## Begin
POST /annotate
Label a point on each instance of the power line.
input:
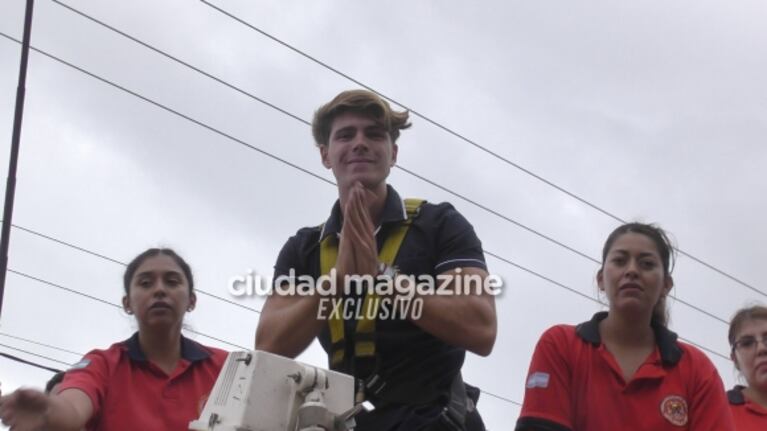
(26, 362)
(252, 147)
(34, 354)
(467, 140)
(217, 131)
(109, 259)
(583, 295)
(23, 361)
(483, 207)
(111, 304)
(41, 344)
(291, 115)
(489, 253)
## End
Please rescale the listing above: reproduce all its lines, request text included, but multiply every point coordinate by 0.45 and round each result to a whole number, with halves rounded up. Leave the pictures out of your answer.

POST /annotate
Label a point on each instance of the power line.
input:
(12, 163)
(113, 66)
(15, 159)
(210, 63)
(98, 59)
(49, 117)
(262, 133)
(10, 162)
(217, 93)
(50, 137)
(18, 155)
(131, 52)
(220, 114)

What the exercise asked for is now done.